[START Dataset records]
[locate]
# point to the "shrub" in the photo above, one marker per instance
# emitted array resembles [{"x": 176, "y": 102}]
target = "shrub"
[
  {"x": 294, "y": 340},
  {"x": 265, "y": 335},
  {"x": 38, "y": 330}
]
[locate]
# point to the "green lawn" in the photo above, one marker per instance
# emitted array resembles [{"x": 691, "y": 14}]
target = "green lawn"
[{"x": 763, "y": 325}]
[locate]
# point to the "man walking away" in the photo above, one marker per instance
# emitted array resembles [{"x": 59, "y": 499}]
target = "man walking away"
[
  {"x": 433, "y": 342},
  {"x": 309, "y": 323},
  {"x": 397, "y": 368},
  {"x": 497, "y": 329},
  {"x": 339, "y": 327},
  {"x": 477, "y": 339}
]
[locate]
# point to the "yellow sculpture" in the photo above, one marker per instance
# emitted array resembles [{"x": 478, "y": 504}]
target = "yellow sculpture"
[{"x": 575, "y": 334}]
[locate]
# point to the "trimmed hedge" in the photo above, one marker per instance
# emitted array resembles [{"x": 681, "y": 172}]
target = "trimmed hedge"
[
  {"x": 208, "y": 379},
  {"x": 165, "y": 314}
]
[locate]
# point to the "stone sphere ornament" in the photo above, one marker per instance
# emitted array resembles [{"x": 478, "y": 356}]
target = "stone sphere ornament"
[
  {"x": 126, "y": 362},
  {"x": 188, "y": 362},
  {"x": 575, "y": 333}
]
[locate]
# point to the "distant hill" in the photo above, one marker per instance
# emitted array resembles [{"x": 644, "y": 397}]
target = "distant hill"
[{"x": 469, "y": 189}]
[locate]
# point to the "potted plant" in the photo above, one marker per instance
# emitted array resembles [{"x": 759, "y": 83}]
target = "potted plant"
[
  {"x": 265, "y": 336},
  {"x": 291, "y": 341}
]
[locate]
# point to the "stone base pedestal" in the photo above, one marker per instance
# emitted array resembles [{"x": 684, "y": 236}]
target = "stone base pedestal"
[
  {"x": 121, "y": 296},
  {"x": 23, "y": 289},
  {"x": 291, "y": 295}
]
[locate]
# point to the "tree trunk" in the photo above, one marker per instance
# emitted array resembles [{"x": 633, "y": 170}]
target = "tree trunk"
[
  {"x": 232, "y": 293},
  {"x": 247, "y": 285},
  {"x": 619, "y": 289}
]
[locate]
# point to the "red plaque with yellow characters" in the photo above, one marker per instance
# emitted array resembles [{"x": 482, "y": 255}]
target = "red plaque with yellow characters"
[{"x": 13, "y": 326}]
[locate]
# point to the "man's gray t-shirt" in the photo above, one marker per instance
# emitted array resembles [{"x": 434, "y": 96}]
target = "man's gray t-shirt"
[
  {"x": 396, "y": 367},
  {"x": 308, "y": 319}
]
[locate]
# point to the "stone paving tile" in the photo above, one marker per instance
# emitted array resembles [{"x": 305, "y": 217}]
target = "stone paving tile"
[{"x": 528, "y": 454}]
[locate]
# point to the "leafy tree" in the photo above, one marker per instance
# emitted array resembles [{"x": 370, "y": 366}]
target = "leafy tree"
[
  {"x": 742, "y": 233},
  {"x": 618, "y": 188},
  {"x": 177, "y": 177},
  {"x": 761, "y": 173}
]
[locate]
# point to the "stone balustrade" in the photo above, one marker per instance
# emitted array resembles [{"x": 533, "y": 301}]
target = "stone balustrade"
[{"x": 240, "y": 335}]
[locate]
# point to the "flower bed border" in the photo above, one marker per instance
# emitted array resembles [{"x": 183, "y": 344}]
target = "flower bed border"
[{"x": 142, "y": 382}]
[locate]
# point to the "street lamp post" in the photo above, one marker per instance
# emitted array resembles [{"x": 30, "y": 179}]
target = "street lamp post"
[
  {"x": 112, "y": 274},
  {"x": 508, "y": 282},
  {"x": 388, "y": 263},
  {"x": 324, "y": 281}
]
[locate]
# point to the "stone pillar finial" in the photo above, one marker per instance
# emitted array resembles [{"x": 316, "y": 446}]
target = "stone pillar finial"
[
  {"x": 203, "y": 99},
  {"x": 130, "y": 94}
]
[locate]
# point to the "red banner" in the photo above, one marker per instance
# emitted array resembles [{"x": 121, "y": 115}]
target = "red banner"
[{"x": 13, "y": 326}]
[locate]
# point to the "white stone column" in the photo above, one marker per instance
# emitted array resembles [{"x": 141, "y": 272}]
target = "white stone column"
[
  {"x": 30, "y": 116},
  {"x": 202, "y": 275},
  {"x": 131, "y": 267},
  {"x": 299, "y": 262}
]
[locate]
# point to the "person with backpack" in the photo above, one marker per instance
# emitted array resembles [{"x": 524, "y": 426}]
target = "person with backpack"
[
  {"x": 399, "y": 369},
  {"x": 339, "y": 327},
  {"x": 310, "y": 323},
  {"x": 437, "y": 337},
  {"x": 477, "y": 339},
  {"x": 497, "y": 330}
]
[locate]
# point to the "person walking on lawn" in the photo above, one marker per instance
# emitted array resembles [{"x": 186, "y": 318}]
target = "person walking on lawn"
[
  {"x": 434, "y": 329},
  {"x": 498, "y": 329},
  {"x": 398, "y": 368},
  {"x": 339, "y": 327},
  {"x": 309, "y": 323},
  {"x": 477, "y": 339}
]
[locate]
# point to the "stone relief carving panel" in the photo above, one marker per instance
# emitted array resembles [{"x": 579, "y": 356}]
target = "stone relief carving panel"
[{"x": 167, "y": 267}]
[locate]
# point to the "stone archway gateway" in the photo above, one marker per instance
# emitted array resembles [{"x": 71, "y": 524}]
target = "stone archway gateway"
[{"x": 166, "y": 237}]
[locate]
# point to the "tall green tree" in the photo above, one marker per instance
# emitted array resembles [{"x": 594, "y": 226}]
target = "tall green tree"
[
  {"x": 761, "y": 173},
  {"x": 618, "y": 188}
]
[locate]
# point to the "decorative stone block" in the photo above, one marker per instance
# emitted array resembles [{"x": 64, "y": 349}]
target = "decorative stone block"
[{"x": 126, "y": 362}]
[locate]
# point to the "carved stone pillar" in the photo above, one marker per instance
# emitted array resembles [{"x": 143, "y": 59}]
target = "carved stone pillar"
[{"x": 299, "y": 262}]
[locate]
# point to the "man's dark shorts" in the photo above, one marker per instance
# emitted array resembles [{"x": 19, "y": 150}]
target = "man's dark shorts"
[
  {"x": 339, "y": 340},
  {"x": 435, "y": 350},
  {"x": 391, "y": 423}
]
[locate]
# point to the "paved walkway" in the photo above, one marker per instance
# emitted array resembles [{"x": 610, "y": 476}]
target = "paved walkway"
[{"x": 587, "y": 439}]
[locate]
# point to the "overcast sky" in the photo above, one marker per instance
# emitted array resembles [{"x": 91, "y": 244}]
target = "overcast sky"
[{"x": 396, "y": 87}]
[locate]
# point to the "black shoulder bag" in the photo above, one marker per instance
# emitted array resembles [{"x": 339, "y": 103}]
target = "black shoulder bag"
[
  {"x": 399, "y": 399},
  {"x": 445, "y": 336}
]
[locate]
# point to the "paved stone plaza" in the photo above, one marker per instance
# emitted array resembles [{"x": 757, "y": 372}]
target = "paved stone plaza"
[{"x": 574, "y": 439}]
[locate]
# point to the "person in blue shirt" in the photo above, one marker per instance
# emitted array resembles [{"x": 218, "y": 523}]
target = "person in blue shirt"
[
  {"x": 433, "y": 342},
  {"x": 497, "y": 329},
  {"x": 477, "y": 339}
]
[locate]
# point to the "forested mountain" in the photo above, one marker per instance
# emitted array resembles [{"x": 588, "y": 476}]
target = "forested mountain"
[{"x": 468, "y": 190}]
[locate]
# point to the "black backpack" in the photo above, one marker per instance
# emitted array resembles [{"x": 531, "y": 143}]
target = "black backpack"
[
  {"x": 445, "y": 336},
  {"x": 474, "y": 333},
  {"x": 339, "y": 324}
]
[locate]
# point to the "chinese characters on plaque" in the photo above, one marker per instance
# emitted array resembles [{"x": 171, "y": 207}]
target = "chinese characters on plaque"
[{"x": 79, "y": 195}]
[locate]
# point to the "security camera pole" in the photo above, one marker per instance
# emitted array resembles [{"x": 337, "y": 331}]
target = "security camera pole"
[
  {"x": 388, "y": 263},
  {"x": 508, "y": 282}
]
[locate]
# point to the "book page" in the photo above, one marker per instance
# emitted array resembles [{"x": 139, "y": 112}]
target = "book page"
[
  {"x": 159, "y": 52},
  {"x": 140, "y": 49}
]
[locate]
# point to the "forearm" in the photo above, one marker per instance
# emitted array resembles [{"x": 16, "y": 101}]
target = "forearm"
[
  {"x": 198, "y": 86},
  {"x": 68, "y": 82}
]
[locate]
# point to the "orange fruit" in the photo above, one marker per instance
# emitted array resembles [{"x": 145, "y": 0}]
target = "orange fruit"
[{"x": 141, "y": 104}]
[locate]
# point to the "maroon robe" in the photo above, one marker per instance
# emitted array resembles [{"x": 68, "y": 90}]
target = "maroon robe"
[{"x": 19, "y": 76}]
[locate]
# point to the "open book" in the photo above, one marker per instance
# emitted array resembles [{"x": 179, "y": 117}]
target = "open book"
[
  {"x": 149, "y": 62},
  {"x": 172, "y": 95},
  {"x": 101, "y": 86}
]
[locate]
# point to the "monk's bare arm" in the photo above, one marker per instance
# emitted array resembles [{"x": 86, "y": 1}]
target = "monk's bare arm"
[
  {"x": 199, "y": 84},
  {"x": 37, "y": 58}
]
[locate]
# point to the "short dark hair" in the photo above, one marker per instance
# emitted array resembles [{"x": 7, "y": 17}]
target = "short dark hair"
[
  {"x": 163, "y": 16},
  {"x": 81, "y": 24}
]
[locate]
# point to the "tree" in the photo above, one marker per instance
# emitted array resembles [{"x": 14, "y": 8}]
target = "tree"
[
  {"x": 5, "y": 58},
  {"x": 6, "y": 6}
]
[END Dataset records]
[Short problem]:
Locate every line in the rows above that contains the string "person" and copy each of those lines. Match case exactly.

[The answer]:
# point to the "person with backpack" in the photo above, one marker per instance
target = "person with backpack"
# point to the "person walking on lawn" in the photo above, one marker per instance
target = "person walking on lawn"
# point to the "person in blue shirt" in the photo above, one marker per instance
target = "person in blue shirt"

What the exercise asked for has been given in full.